**** Data records ****
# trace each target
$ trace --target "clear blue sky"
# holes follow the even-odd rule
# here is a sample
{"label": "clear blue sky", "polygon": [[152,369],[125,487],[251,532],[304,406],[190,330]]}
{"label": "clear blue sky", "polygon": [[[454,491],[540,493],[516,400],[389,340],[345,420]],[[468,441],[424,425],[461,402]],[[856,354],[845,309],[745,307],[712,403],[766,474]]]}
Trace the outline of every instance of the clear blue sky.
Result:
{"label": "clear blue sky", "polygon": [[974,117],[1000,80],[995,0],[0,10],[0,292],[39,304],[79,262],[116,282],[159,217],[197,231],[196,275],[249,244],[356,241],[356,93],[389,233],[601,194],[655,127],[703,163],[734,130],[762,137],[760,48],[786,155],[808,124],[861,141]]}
****
- **Try it**: Copy the data above in full, exactly as it reads.

- **Reply to the exercise**:
# trace each target
$ trace --target "clear blue sky"
# holes follow the even-odd rule
# here is a sample
{"label": "clear blue sky", "polygon": [[152,369],[125,487],[251,532],[304,406],[190,330]]}
{"label": "clear blue sky", "polygon": [[[454,491],[540,493],[516,400],[389,340],[345,420]],[[468,441],[424,425],[461,402]],[[856,354],[845,309],[745,307],[712,403],[766,474]]]}
Trace the outline of every instance of the clear blue sky.
Result:
{"label": "clear blue sky", "polygon": [[974,117],[1000,80],[995,0],[0,10],[0,292],[39,304],[79,262],[116,282],[159,217],[197,231],[196,275],[249,244],[356,241],[356,93],[389,233],[601,194],[655,127],[703,163],[734,130],[762,137],[760,48],[786,155],[808,124],[861,141]]}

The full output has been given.